Directions for this task:
Pick out every line of the records that contains the string "walkway", and copy each such line. Case counts.

** START OF Supplied data **

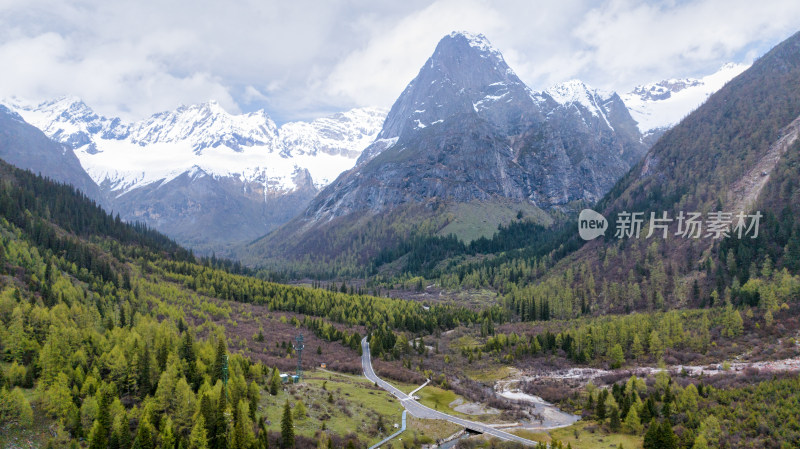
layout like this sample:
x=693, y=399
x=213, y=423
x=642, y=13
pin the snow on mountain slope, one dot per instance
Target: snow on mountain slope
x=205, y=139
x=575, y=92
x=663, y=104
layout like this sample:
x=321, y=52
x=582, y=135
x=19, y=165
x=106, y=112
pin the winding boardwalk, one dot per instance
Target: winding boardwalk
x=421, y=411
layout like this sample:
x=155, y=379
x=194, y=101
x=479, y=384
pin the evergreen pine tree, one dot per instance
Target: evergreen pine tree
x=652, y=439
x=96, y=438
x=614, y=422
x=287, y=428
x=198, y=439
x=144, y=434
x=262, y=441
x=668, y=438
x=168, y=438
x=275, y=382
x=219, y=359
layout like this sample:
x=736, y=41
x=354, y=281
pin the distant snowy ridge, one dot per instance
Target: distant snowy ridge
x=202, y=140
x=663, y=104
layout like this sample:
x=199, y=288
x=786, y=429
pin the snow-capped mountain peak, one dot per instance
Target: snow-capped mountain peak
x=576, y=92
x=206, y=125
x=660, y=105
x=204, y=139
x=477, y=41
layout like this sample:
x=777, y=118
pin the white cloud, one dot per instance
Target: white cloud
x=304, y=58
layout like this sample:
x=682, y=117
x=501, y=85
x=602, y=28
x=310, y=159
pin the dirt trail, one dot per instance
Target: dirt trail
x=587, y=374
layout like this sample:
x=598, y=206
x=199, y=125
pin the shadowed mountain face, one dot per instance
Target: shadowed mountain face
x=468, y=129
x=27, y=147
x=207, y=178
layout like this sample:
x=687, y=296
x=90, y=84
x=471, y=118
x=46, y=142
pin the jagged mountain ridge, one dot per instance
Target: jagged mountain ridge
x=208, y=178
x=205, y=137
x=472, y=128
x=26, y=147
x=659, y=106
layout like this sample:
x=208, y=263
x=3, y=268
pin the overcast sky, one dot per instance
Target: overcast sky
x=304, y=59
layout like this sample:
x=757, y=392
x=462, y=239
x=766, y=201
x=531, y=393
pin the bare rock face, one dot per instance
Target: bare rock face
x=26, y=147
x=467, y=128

** END OF Supplied data **
** START OF Supplied data **

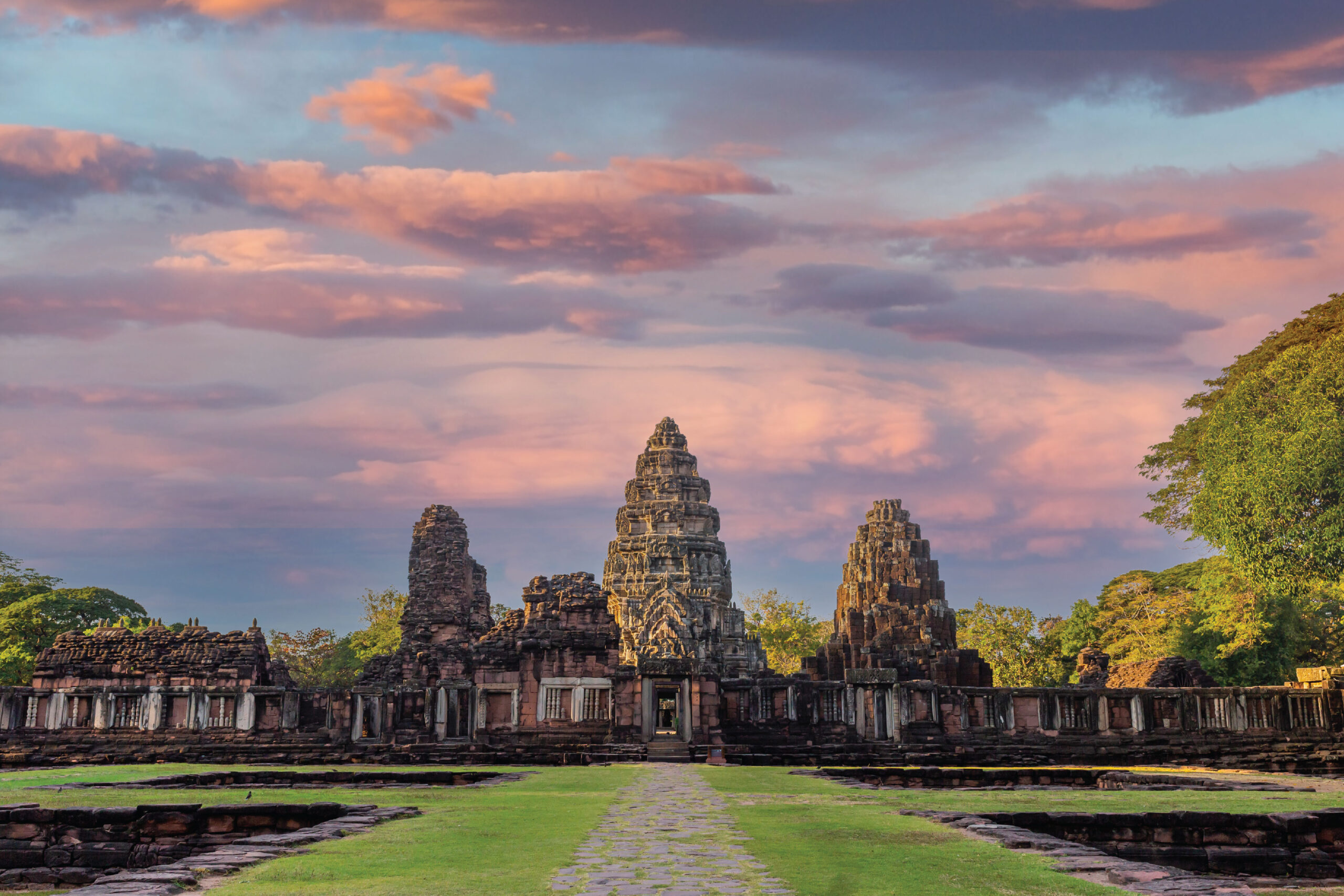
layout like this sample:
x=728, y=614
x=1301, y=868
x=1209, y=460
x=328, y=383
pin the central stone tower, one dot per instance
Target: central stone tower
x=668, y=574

** END OF Supplied data **
** START OF Supplied data **

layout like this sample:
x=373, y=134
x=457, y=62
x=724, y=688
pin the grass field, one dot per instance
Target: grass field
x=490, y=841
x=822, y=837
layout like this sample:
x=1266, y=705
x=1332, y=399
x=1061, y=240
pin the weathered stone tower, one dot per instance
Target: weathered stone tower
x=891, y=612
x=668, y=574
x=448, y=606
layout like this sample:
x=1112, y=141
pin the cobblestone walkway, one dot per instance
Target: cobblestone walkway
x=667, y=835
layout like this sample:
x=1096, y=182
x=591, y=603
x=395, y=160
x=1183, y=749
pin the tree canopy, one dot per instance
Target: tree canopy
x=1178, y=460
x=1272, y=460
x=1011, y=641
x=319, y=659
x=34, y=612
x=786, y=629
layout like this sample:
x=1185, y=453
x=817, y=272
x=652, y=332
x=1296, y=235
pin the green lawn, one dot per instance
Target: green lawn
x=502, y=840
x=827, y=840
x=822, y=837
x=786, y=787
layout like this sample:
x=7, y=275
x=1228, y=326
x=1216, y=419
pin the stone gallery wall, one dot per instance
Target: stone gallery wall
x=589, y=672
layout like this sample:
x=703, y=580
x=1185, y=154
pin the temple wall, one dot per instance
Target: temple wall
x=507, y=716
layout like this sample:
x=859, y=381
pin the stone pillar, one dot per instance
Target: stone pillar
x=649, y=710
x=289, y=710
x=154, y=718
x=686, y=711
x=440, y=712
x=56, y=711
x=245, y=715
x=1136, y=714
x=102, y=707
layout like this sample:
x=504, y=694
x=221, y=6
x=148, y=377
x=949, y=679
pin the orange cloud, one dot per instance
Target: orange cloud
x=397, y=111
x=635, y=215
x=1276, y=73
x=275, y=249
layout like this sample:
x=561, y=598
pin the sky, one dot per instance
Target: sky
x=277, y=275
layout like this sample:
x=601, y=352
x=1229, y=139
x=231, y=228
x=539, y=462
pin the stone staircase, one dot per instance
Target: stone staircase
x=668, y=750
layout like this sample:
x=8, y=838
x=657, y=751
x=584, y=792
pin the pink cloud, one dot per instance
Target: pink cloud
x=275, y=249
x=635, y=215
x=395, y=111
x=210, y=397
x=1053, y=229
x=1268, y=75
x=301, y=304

** END OF Supplied data **

The completed task:
pin the cobblestone walkway, one dot per instance
Target: cobblestone walkway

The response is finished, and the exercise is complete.